Text under study >>
::::::::::

Some lumps in the neck are benign and pose no health issue but people may get them removed for cosmetic reasons. It is important to have this done by a qualified professional in order to minimize the risk of bleeding, infection, and scarring, especially in the case of larger cysts. Clearly, no cyst should be removed without having first been properly assessed by a physician.
In rare cases, benign cysts may actually begin to put pressure on the structures of the neck, especially in babies and small children. This may lead to breathing difficulties or difficulties swallowing. Again, the removal of a benign cyst should only be performed by a health care professional. A cyst is basically a cavity lined with epithelial cells that has no outward opening nor an internal opening. Open sores are not cysts and require immediate medical attention as they can indicate serious health issues and pose a risk of infection.
In some cases, sebaceous cysts may arise and these often swell and are painful but shrink again and become asymptomatic with the use of antibiotics. These are harmless cysts that result from the obstruction of sebaceous glands in the skin. These glands produce the sebum (oil) that can flush toxins from the skin and maintain skin moisture. However, where sebum production is excessive or where the gland’s duct becomes blocked the oil may back up and cause a cyst to develop.

::::::::::

Given records >>

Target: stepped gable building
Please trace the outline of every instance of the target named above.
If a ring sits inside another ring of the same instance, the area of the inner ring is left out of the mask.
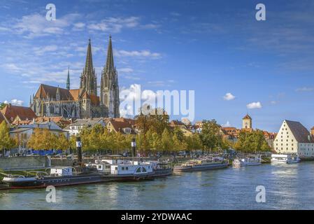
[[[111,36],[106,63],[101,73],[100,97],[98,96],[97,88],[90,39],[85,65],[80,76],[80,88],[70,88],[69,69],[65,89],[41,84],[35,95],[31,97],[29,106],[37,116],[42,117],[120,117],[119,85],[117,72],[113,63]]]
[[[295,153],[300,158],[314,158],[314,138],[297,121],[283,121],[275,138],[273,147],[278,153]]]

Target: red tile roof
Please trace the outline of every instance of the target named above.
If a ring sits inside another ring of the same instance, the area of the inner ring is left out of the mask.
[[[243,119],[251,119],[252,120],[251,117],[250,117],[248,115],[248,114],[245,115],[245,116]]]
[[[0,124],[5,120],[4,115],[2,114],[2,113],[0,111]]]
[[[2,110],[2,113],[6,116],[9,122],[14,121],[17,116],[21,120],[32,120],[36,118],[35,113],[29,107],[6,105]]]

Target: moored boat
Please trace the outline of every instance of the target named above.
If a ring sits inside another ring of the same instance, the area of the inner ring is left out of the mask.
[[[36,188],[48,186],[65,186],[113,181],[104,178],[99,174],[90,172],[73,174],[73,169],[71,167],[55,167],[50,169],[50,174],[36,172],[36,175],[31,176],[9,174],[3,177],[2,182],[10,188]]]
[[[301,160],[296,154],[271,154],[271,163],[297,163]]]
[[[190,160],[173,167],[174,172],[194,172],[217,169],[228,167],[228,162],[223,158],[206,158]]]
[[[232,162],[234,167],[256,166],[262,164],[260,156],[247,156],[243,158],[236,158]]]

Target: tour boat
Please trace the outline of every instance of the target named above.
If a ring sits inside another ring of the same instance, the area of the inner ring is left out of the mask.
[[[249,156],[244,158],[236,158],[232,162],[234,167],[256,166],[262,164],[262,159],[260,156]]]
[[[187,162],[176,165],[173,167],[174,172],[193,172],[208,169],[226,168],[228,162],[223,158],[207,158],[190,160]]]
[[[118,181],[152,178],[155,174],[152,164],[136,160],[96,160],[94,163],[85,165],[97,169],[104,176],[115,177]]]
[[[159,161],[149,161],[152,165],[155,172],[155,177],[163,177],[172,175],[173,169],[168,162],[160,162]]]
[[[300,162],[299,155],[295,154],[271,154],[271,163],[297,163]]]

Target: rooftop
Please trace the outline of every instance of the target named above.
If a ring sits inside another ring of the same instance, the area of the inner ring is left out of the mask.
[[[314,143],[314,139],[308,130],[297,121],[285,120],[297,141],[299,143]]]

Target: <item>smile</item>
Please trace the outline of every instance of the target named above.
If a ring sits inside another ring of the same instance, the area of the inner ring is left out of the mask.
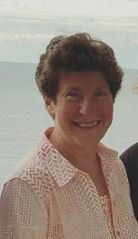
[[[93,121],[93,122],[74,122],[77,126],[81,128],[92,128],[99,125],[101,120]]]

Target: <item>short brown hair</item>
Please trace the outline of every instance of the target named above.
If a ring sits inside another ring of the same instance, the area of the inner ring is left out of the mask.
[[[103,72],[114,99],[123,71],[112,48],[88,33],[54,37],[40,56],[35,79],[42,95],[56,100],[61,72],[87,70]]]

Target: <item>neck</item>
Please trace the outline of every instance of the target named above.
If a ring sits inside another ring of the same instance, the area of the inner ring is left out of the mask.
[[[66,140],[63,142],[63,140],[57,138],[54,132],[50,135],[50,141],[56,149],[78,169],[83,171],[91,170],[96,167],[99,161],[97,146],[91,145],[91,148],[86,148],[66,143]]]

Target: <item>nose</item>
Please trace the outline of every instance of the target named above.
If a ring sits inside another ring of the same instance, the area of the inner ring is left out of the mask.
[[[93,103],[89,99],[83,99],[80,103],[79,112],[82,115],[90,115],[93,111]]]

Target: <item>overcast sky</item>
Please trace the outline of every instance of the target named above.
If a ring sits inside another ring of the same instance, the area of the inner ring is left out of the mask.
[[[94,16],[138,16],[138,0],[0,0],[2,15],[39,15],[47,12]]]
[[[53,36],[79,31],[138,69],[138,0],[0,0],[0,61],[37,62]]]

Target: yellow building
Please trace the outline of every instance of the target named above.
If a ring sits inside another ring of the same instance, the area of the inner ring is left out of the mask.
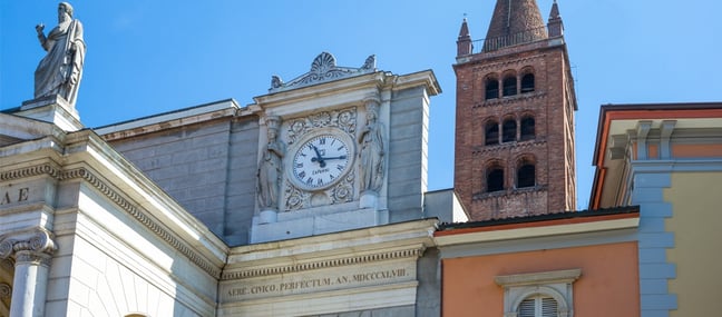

::::::::::

What you are asked to do >> Copy the part of the text about neck cysts word for word, beginning at the words "In rare cases, benign" and stopping after "risk of infection.". Work only from the text about neck cysts.

Output below >>
In rare cases, benign cysts may actually begin to put pressure on the structures of the neck, especially in babies and small children. This may lead to breathing difficulties or difficulties swallowing. Again, the removal of a benign cyst should only be performed by a health care professional. A cyst is basically a cavity lined with epithelial cells that has no outward opening nor an internal opening. Open sores are not cysts and require immediate medical attention as they can indicate serious health issues and pose a risk of infection.